⟨

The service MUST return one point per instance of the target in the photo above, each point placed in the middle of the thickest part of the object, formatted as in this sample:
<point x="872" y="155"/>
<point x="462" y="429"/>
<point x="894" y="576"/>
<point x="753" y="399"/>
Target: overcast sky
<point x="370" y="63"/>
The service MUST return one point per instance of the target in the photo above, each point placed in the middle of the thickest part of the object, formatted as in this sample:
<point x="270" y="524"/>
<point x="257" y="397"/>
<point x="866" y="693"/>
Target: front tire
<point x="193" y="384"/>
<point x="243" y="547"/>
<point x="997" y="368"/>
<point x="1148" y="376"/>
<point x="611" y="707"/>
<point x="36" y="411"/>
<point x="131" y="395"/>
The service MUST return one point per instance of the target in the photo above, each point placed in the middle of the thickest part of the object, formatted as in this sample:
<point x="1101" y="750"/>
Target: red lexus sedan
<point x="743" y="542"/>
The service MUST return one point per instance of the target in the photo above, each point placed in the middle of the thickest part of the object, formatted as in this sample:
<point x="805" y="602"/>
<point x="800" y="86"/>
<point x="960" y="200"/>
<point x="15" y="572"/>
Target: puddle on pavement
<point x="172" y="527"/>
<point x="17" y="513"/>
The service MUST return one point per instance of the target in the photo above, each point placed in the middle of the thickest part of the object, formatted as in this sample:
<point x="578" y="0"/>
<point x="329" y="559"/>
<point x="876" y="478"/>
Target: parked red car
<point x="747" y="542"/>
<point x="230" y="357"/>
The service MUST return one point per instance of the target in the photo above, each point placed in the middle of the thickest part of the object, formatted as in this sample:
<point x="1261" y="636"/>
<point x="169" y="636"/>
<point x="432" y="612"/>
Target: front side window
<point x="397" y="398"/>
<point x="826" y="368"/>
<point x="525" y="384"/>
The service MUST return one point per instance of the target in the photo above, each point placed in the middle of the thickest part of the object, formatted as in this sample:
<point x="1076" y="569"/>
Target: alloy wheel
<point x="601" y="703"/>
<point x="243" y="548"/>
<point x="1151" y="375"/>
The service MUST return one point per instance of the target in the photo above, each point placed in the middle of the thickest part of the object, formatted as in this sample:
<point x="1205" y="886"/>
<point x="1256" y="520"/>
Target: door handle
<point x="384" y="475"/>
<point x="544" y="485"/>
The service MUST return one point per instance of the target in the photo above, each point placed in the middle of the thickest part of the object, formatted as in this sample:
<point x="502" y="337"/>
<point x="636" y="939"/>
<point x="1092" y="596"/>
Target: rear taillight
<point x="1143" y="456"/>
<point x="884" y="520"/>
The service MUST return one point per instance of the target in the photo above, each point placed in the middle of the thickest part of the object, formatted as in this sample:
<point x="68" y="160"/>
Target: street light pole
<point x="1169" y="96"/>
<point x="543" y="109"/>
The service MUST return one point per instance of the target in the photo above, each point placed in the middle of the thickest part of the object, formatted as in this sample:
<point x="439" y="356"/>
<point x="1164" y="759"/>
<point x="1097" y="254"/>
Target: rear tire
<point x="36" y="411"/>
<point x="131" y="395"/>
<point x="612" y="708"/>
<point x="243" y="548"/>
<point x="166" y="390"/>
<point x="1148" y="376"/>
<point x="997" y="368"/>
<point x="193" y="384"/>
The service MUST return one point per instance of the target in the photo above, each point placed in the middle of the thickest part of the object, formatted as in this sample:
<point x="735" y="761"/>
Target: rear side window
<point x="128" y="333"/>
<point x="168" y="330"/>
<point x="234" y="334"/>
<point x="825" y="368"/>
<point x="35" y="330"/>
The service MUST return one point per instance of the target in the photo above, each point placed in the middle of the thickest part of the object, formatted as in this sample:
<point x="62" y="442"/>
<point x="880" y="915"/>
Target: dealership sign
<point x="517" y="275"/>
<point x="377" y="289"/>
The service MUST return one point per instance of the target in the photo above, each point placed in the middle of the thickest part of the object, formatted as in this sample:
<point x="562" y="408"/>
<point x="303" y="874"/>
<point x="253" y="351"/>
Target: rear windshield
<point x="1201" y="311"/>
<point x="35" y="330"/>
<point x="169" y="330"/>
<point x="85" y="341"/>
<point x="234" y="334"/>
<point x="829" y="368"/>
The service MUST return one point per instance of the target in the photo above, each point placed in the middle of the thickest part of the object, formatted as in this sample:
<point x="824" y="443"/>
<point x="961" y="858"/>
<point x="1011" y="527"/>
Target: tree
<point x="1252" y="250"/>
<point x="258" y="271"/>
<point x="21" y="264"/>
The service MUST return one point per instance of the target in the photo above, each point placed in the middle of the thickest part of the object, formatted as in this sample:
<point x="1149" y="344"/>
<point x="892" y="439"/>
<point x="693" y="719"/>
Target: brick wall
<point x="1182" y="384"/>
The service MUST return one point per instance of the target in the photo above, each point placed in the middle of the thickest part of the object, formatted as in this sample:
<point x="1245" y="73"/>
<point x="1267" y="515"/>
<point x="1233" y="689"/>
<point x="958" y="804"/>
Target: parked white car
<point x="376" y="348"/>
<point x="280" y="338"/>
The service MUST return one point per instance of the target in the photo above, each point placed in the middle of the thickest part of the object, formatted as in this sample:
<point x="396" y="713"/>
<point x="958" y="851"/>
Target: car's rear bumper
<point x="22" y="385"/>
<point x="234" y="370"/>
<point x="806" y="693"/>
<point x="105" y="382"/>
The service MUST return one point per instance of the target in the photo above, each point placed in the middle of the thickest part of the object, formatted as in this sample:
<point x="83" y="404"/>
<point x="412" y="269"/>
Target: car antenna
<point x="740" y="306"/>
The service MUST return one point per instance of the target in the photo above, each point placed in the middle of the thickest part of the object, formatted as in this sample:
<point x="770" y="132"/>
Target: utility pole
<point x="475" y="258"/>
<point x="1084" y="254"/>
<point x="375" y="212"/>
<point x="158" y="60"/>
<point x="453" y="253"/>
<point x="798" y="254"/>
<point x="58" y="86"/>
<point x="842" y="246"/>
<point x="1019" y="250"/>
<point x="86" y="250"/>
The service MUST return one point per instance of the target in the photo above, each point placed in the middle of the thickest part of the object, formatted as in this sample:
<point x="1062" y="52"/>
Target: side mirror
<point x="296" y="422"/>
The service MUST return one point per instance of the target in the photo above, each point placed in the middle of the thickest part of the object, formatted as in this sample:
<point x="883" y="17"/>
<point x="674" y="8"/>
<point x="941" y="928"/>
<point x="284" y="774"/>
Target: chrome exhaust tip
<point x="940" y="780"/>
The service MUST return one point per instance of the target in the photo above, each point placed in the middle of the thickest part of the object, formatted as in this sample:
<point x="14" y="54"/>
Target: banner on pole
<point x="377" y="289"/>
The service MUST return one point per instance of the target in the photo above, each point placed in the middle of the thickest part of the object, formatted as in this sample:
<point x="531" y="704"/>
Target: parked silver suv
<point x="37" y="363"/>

⟩

**What the exercise asks:**
The records above should all be quoted exactly, please.

**Response below:**
The service MUST return one point per instance of the target in the photo above, each point placed in the middle of the thickest part of the object, formatted as in this sample:
<point x="872" y="155"/>
<point x="462" y="429"/>
<point x="894" y="576"/>
<point x="753" y="399"/>
Target: overcast sky
<point x="370" y="63"/>
The service MUST return one point per instance of the target in the photo above, each point placed in the middle of the thickest part of the object, formatted as in this sample:
<point x="270" y="524"/>
<point x="257" y="397"/>
<point x="866" y="693"/>
Target: front tire
<point x="193" y="384"/>
<point x="243" y="547"/>
<point x="997" y="368"/>
<point x="1148" y="376"/>
<point x="611" y="707"/>
<point x="36" y="411"/>
<point x="131" y="395"/>
The service MUST return one point per instance of the target in the photo above, each point placed in the middle of the thickest part of the object, formatted as in this sample:
<point x="1101" y="750"/>
Target: red lexus sedan
<point x="743" y="542"/>
The service MUST return one point per instance of the target in the photo above, each point placed in the middle of the thickest part of the object, formatted as in this sample:
<point x="805" y="602"/>
<point x="800" y="86"/>
<point x="960" y="200"/>
<point x="15" y="572"/>
Target: puddle on pavement
<point x="172" y="527"/>
<point x="17" y="513"/>
The service MUST return one point per instance of the target in the photo above, each point placed in the middle of the thickest part of the object, formatted as in this sample:
<point x="578" y="0"/>
<point x="329" y="559"/>
<point x="876" y="478"/>
Target: parked red car
<point x="747" y="542"/>
<point x="230" y="357"/>
The service MUST return one point per instance of the target in the photo above, each point placed in the middle of the thickest part of the object, formatted as in this sample:
<point x="1261" y="636"/>
<point x="169" y="636"/>
<point x="432" y="612"/>
Target: front side window
<point x="397" y="398"/>
<point x="826" y="368"/>
<point x="525" y="384"/>
The service MUST return one point per instance of the target in the photo above, each point placed in the middle of the thickest part of the object, formatted as in this sample:
<point x="1076" y="569"/>
Target: alloy wheel
<point x="601" y="703"/>
<point x="243" y="548"/>
<point x="1151" y="375"/>
The service MUST return one point per instance of the target in the photo above, each point placed in the middle of the thickest part of the object, formatted as in this sample:
<point x="1205" y="886"/>
<point x="1256" y="520"/>
Target: door handle
<point x="384" y="475"/>
<point x="544" y="485"/>
The service MUST return one point per instance of the target in the photo above, each point placed in the middle of the thickest part of the object, formatted as in this sample:
<point x="502" y="337"/>
<point x="636" y="939"/>
<point x="1092" y="596"/>
Target: rear taillight
<point x="1143" y="456"/>
<point x="884" y="520"/>
The service MUST return one point per instance of the target in the photo above, each point placed in the middle of the thickest part of the object, formatted as in this sample:
<point x="68" y="160"/>
Target: street light pole
<point x="1169" y="96"/>
<point x="543" y="109"/>
The service MUST return one point per instance of the target in the photo above, each point placed in the middle of the thickest part of the object, formatted as in this sample:
<point x="439" y="356"/>
<point x="1164" y="759"/>
<point x="1097" y="254"/>
Target: rear tire
<point x="36" y="411"/>
<point x="131" y="395"/>
<point x="612" y="708"/>
<point x="243" y="548"/>
<point x="166" y="390"/>
<point x="1148" y="376"/>
<point x="997" y="368"/>
<point x="193" y="384"/>
The service MUST return one point per instance of the target in the photo above, each point placed in the middle of the thickest part of the object, formatted as in this sample:
<point x="735" y="761"/>
Target: rear side window
<point x="128" y="333"/>
<point x="168" y="330"/>
<point x="234" y="334"/>
<point x="825" y="368"/>
<point x="35" y="330"/>
The service MUST return one point per instance of the target in the photo above, each point placed in the middle of the thickest part of the object, formatted as in this sample:
<point x="62" y="442"/>
<point x="880" y="915"/>
Target: dealership sign
<point x="517" y="275"/>
<point x="377" y="289"/>
The service MUST return one point per instance of the target in the photo above, each point placed in the middle of the thickest part of the object, formatted as in this sample:
<point x="562" y="408"/>
<point x="303" y="874"/>
<point x="253" y="351"/>
Target: rear windshield
<point x="1201" y="311"/>
<point x="35" y="330"/>
<point x="169" y="330"/>
<point x="85" y="341"/>
<point x="234" y="334"/>
<point x="829" y="368"/>
The service MUST return one point per instance of the target in the photo above, each point placed in the middle of the thickest part of the object, formatted as in this sample:
<point x="824" y="443"/>
<point x="961" y="858"/>
<point x="1011" y="527"/>
Target: tree
<point x="1252" y="250"/>
<point x="258" y="271"/>
<point x="21" y="264"/>
The service MUST return one point per instance of the target in the photo above, each point placed in the middle of the thickest part of the object, formatted as in this sample:
<point x="1149" y="344"/>
<point x="892" y="439"/>
<point x="693" y="719"/>
Target: brick wall
<point x="1182" y="384"/>
The service MUST return one point per instance of the target in the photo above, each point placed in the middle of the thickest part of the object, formatted as in this sample:
<point x="1245" y="73"/>
<point x="1267" y="515"/>
<point x="1233" y="689"/>
<point x="958" y="804"/>
Target: parked white car
<point x="376" y="348"/>
<point x="280" y="338"/>
The service MUST return one point per instance of the target in the photo above, each point placed in the middle of the thickest part of the object, formatted as in this sample:
<point x="396" y="713"/>
<point x="958" y="851"/>
Target: car's rear bumper
<point x="22" y="385"/>
<point x="234" y="370"/>
<point x="806" y="693"/>
<point x="105" y="382"/>
The service MUST return one point per instance of the target in the photo above, each point placed in the middle of the thickest part of the object, formatted as in this sample:
<point x="83" y="404"/>
<point x="412" y="269"/>
Target: car antenna
<point x="740" y="306"/>
The service MUST return one point per instance of the target in the photo above, each point placed in the middle of the thickest part of the object, formatted as in this sample:
<point x="770" y="132"/>
Target: utility pole
<point x="475" y="258"/>
<point x="1084" y="254"/>
<point x="375" y="212"/>
<point x="158" y="60"/>
<point x="453" y="253"/>
<point x="798" y="254"/>
<point x="58" y="86"/>
<point x="842" y="246"/>
<point x="1019" y="250"/>
<point x="86" y="250"/>
The service MUST return one point per instance of the target in the photo above, each point placed in the middle of the thickest part of the object, formatted as in this sample:
<point x="1062" y="52"/>
Target: side mirror
<point x="296" y="422"/>
The service MUST return one point per instance of the target in the photo above, each point placed in the middle of the thickest part of the object, formatted as in this sample:
<point x="883" y="17"/>
<point x="674" y="8"/>
<point x="941" y="928"/>
<point x="284" y="774"/>
Target: chrome exhaust tip
<point x="940" y="780"/>
The service MUST return one point per instance of the target in the photo above, each point placed in the middle of the thickest part of the object, formatted as in this sample:
<point x="14" y="54"/>
Target: banner on pole
<point x="377" y="289"/>
The service MUST return one point per instance of the target in the photo above, each point placed in the middle of the thickest part of the object, formatted as in this sample:
<point x="531" y="704"/>
Target: parked silver suv
<point x="37" y="363"/>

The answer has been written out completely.